» WHAT NEEDS TO BE DONE
Rewrite every line of the entries below as a JSON list of strings, one string per line, with blank lines and the pictures left out.

─── LISTING

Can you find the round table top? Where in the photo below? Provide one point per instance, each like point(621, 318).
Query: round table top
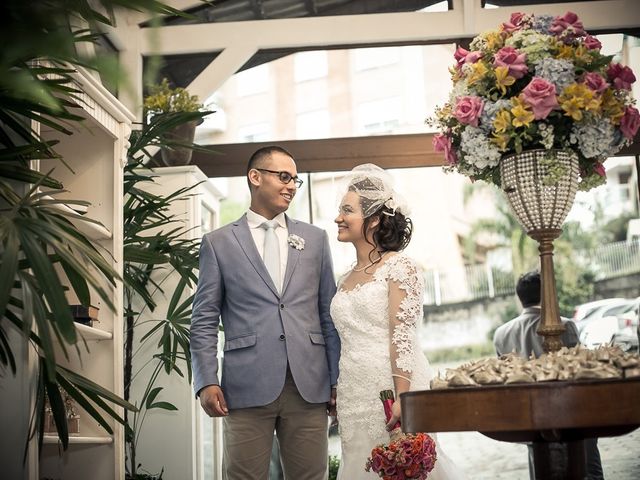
point(550, 411)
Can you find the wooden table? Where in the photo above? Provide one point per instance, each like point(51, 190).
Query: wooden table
point(555, 416)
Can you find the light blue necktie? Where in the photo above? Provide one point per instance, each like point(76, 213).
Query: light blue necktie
point(271, 252)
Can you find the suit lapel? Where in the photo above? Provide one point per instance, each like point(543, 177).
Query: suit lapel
point(244, 238)
point(293, 254)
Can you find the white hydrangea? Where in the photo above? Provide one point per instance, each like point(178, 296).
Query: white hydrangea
point(478, 150)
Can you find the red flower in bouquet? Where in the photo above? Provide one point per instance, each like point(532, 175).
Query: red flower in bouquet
point(407, 456)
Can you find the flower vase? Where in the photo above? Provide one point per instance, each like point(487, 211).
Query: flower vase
point(178, 155)
point(540, 186)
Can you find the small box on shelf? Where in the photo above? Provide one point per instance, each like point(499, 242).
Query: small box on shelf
point(73, 419)
point(85, 315)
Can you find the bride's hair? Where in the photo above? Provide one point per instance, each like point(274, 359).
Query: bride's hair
point(393, 232)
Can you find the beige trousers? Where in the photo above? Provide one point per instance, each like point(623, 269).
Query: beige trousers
point(301, 428)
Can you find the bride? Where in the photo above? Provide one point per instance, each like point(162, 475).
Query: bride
point(377, 310)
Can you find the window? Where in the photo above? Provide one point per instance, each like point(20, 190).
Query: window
point(207, 219)
point(257, 132)
point(313, 124)
point(379, 116)
point(252, 81)
point(368, 58)
point(310, 65)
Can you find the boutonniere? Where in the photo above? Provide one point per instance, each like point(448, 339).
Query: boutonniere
point(295, 241)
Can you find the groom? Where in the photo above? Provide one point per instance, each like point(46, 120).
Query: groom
point(269, 279)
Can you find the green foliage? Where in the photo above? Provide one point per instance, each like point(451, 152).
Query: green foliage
point(334, 465)
point(156, 245)
point(164, 99)
point(42, 252)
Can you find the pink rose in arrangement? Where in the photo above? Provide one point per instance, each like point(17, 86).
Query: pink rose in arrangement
point(599, 169)
point(468, 110)
point(516, 63)
point(568, 26)
point(592, 43)
point(630, 122)
point(514, 23)
point(621, 76)
point(442, 144)
point(595, 82)
point(540, 95)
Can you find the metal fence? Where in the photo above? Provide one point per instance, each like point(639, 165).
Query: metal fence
point(474, 282)
point(616, 259)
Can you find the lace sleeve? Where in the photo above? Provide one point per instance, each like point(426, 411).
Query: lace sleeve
point(406, 290)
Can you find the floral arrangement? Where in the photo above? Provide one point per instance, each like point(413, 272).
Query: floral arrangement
point(407, 456)
point(164, 99)
point(296, 241)
point(537, 82)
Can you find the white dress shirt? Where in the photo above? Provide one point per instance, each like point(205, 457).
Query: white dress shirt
point(254, 220)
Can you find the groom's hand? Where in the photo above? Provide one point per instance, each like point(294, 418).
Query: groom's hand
point(331, 404)
point(213, 402)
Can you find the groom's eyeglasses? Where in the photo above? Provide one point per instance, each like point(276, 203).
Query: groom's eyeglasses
point(284, 177)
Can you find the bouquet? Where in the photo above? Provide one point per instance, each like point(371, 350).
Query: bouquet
point(407, 456)
point(537, 82)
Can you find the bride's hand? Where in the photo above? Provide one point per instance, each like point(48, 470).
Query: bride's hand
point(396, 413)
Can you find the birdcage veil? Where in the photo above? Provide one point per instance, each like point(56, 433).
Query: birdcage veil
point(375, 188)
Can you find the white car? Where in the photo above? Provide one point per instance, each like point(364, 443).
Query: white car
point(583, 310)
point(603, 308)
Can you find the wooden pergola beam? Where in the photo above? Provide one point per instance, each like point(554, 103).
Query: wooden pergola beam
point(327, 155)
point(337, 154)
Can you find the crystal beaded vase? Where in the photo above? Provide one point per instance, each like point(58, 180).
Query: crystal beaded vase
point(541, 186)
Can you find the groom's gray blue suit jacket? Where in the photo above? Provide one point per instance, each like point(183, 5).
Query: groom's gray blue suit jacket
point(264, 330)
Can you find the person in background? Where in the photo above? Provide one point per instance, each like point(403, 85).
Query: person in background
point(520, 336)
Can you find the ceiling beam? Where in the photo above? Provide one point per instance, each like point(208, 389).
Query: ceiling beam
point(466, 19)
point(338, 154)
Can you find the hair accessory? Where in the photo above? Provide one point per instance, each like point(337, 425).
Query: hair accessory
point(375, 187)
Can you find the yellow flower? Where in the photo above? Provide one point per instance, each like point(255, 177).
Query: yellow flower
point(478, 71)
point(501, 140)
point(573, 108)
point(503, 79)
point(502, 121)
point(577, 98)
point(566, 52)
point(495, 40)
point(522, 116)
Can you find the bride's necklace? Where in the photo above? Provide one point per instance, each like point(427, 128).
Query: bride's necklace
point(371, 264)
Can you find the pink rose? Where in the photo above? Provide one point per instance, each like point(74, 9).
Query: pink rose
point(442, 144)
point(621, 76)
point(568, 26)
point(463, 56)
point(468, 110)
point(509, 57)
point(630, 122)
point(595, 82)
point(592, 43)
point(599, 169)
point(514, 23)
point(540, 95)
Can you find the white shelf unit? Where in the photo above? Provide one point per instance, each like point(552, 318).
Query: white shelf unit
point(96, 155)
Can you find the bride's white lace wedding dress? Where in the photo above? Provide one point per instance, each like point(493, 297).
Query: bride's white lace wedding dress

──────

» OUTPUT OF THE TASK
[
  "Can you find the round table top? Where in the photo below? Provide one point per instance, each like point(621, 318).",
  "Query: round table top",
  "point(550, 411)",
  "Can you find the wooden table? Where in the photo above? Provide one point per instance, each like point(51, 190).",
  "Query: wooden table",
  "point(555, 416)",
  "Can you find the light blue necktie? Where in the photo above? Provide one point per instance, each like point(76, 213).",
  "Query: light blue necktie",
  "point(271, 252)",
  "Can you find the suit lapel? Where in the photo above? Provide one point per instance, each like point(543, 177).",
  "Query: suit lapel",
  "point(244, 238)",
  "point(293, 254)",
  "Can you find the white hydrangea? Where in the photo above? Provide one point per instance, each like point(178, 296).",
  "Query: white hydrangea",
  "point(478, 150)",
  "Can you find the red flower in bouquet? Where in the photo above? Provide one point per instance, each like point(532, 175).",
  "Query: red flower in bouquet",
  "point(407, 456)",
  "Can you find the flower vase? Where in the photo above? Provide one point per instance, each like point(487, 211).",
  "Query: flower vase",
  "point(178, 155)",
  "point(540, 186)",
  "Can you find the small box on shelf? Where in the photo above? Provide one point per instance, each like point(499, 242).",
  "Query: small box on shelf",
  "point(73, 419)",
  "point(85, 315)",
  "Can you find the bride's hair? Where in the photo above? Provide one point per instance, each like point(274, 359).",
  "Query: bride's hair",
  "point(393, 232)",
  "Can you find the beige trousers? Where in the photo above? Provide one point per instance, each like point(623, 269).",
  "Query: beige trousers",
  "point(301, 428)",
  "Can you find the bride? Where in the photo above? Provide one point per instance, each like point(162, 475).",
  "Query: bride",
  "point(377, 310)",
  "Can you find the window? Where in the photo above? Provide one point per instance, each like point(20, 190).",
  "Query: window",
  "point(207, 219)",
  "point(257, 132)",
  "point(313, 124)",
  "point(379, 116)",
  "point(252, 81)",
  "point(368, 58)",
  "point(310, 65)",
  "Can you find the boutonniere? Where in the photo above? Provide one point per instance, each like point(448, 339).",
  "Query: boutonniere",
  "point(295, 241)",
  "Can you find the groom? Where in the photo above? Provide one point per instance, each like point(46, 120).",
  "Query: groom",
  "point(269, 279)",
  "Can you find the green foliage? Where in the photo above? Provide one point per instance, each like point(451, 152).",
  "Query: green foliage",
  "point(334, 465)",
  "point(156, 245)",
  "point(164, 99)",
  "point(42, 252)",
  "Can you find the pink rose in arrangement? Where in the photo above? Provide one point per instance, each like point(17, 86).",
  "Query: pink rose in arrangement",
  "point(599, 169)",
  "point(468, 110)",
  "point(516, 63)",
  "point(568, 26)",
  "point(592, 43)",
  "point(630, 122)",
  "point(514, 23)",
  "point(621, 76)",
  "point(442, 144)",
  "point(595, 82)",
  "point(540, 95)",
  "Can you find the metal fence? Where in the photo above? Provide one point per instance, each like point(639, 165).",
  "Query: metal fence",
  "point(474, 282)",
  "point(616, 259)",
  "Can you find the lace sleeve? Where in the photo above? Provide one point per instance, each like point(426, 411).",
  "Query: lace sleeve",
  "point(406, 290)",
  "Can you find the floral arrangement? Where in the photo above? Provide one point per instance, each like point(413, 272).",
  "Query: floral arrangement",
  "point(407, 456)",
  "point(164, 99)",
  "point(296, 241)",
  "point(537, 82)",
  "Can you find the white dress shirt? Where in the photo above? Provide one point per instance, each like point(205, 457).",
  "Query: white dress shirt",
  "point(254, 220)",
  "Can you find the groom's hand? Where in the photo above? Provide one point per instance, each like point(294, 418).",
  "Query: groom's hand",
  "point(331, 404)",
  "point(213, 402)",
  "Can you find the groom's eyeglasses? Where in the photo above? Provide one point per instance, each like point(276, 203).",
  "Query: groom's eyeglasses",
  "point(284, 177)",
  "Can you find the bouquet? Where in the photo above? Provide one point per instance, each like point(371, 350).",
  "Query: bouquet",
  "point(407, 456)",
  "point(537, 82)",
  "Can you find the bride's hand? Where in the photo above? Provide one point per instance, each like point(48, 470).",
  "Query: bride's hand",
  "point(396, 413)",
  "Can you find the birdcage veil? Where in the photo above? Provide one point per instance, each like point(56, 433).",
  "Query: birdcage veil",
  "point(375, 188)",
  "Can you find the white car? Where in the photo above? Provide one point per instance, each like point(364, 443).",
  "Query: white car",
  "point(583, 310)",
  "point(603, 308)",
  "Can you find the wooden pergola beam? Where in the photo above? Provide one point per instance, each like point(554, 103).",
  "Query: wooden pergola beam",
  "point(327, 155)",
  "point(337, 154)",
  "Can you find the crystal beaded vase? Where in the photo above? Provide one point per instance, each like point(58, 180).",
  "Query: crystal beaded vase",
  "point(541, 186)",
  "Can you find the groom's gray blue suit jacket? Where in the photo above? Provide one point per instance, each like point(183, 5).",
  "Query: groom's gray blue suit jacket",
  "point(264, 330)",
  "Can you find the person in background? Where in the photo above? Provide one point per instance, each like point(403, 85).",
  "Query: person in background",
  "point(520, 336)",
  "Can you find the ceiling beam? Where in the photo above? Provide one point per instance, each like point(208, 389).",
  "Query: ceiling beam",
  "point(466, 19)",
  "point(338, 154)",
  "Can you find the hair accessory? Where in the photo above? Provide one point per instance, each like point(337, 425).",
  "Query: hair accessory",
  "point(375, 187)",
  "Can you find the yellow flower? Where in the photo above? Provide one point per instance, each like point(255, 177).",
  "Query: yellow flower",
  "point(478, 71)",
  "point(501, 140)",
  "point(573, 108)",
  "point(503, 79)",
  "point(502, 121)",
  "point(577, 98)",
  "point(566, 52)",
  "point(495, 40)",
  "point(522, 116)",
  "Can you find the bride's necklace? Where in the photo above? Provide one point per instance, each like point(427, 128).",
  "Query: bride's necklace",
  "point(371, 264)",
  "Can you find the pink rose? Where in the photo above? Provide one point per instance, each like point(74, 9).",
  "Query: pink rose",
  "point(442, 144)",
  "point(621, 76)",
  "point(568, 26)",
  "point(463, 56)",
  "point(468, 110)",
  "point(509, 57)",
  "point(630, 122)",
  "point(595, 82)",
  "point(592, 43)",
  "point(599, 169)",
  "point(514, 23)",
  "point(540, 95)",
  "Can you find the white shelf unit? Where in the photo above? Provide one point per instance, each like point(552, 318).",
  "Query: white shelf unit",
  "point(96, 155)",
  "Can you find the bride's white lace wedding dress? Where in the photo above? Provide one point per instance, each like point(493, 297).",
  "Query: bride's white lace wedding dress"
]